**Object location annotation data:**
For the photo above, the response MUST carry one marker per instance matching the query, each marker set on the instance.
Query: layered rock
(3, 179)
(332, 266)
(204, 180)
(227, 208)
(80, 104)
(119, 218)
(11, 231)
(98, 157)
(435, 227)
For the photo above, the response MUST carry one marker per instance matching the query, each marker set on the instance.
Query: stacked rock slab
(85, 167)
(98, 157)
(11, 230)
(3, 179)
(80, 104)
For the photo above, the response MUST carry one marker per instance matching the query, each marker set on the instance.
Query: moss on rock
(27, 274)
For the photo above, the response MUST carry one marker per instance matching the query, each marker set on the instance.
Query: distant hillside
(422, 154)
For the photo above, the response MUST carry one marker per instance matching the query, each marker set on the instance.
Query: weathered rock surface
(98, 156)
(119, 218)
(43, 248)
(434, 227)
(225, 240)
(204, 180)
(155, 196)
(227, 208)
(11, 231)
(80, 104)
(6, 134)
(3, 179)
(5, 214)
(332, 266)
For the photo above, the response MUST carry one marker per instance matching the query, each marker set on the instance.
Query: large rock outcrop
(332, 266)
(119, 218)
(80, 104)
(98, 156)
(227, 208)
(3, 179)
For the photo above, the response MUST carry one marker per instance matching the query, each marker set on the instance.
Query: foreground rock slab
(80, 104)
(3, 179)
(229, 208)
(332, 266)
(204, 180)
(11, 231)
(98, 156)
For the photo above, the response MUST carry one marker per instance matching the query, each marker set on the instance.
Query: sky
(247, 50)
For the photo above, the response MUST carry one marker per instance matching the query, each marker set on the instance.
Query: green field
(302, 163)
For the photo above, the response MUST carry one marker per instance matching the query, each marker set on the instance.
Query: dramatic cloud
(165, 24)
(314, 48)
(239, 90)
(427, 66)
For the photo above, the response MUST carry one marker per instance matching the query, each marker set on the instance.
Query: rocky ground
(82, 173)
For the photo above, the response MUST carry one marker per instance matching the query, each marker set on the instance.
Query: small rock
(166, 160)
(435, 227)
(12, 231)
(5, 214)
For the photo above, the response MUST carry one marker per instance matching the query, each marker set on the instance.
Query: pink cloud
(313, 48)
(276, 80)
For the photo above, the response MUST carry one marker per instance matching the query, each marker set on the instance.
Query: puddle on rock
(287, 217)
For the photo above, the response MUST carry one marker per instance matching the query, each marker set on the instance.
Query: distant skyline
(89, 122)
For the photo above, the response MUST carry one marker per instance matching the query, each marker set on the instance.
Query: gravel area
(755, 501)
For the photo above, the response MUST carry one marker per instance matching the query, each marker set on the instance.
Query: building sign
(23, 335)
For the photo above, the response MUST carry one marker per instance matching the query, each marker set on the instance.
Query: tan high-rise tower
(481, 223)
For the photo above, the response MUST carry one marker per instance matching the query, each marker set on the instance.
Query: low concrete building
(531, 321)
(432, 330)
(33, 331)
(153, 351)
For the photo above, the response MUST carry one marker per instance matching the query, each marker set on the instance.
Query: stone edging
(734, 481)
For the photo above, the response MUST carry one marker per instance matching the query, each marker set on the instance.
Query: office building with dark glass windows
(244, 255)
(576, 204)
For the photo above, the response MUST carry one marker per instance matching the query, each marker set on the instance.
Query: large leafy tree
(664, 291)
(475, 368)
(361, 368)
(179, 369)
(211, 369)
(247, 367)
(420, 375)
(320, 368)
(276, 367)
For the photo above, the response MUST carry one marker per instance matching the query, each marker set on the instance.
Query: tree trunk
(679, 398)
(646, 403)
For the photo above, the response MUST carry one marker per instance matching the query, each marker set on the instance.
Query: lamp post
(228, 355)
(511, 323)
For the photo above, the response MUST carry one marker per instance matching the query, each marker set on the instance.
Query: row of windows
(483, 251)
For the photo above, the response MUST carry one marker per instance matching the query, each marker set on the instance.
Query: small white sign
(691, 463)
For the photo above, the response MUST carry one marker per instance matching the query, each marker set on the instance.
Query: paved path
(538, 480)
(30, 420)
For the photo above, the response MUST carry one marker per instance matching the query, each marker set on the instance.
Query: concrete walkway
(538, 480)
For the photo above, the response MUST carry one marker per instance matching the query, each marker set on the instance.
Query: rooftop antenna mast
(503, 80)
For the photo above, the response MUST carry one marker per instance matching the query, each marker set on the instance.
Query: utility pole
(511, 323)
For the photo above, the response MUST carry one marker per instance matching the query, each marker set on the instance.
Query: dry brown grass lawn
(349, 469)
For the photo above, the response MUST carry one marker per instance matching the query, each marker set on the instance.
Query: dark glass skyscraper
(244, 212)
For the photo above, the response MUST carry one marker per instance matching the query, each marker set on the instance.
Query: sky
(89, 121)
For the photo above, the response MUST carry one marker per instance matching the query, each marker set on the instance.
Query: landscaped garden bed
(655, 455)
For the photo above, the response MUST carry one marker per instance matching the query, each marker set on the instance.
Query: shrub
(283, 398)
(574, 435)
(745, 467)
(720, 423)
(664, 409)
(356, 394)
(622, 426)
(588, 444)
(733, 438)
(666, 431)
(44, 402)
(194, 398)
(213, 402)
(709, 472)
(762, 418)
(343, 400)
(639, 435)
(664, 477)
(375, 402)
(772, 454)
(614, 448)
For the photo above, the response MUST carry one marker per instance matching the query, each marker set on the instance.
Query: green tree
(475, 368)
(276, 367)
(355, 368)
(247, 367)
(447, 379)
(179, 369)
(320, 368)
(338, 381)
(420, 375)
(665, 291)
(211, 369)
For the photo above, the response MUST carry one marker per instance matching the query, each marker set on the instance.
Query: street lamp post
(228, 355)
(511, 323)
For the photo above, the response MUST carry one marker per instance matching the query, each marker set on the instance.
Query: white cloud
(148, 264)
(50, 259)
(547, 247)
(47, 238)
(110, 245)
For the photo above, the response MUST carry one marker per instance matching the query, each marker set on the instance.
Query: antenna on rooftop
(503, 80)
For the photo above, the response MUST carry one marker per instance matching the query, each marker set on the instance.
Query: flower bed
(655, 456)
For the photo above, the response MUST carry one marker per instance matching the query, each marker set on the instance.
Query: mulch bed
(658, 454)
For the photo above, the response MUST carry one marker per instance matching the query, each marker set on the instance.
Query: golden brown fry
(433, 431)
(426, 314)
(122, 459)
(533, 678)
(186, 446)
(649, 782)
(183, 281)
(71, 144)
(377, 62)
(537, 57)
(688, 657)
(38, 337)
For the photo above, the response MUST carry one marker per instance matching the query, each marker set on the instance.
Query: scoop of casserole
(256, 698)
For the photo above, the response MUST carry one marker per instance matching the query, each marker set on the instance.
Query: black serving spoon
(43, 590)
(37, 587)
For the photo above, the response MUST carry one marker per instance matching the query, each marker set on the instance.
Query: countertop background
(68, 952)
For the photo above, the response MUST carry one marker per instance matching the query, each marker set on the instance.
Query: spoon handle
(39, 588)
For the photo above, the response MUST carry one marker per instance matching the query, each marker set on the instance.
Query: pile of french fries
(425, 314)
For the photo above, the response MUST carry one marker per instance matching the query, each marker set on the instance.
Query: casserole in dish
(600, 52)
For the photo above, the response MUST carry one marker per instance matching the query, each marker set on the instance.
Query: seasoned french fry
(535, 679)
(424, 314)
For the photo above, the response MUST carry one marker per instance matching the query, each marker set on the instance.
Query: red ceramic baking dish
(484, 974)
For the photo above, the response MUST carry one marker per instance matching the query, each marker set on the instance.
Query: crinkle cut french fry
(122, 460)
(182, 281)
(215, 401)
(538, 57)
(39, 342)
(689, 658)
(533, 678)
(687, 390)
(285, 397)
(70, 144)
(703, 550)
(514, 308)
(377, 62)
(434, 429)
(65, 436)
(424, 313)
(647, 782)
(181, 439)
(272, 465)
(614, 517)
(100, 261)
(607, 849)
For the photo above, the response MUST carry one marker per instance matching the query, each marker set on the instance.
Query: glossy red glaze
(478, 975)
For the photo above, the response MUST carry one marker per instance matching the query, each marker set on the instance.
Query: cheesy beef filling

**Exercise aim:**
Select every line in the data above that contains the word "glass", and copy each one.

**Full solution:**
Query: office building with dark glass windows
Query: dark glass skyscraper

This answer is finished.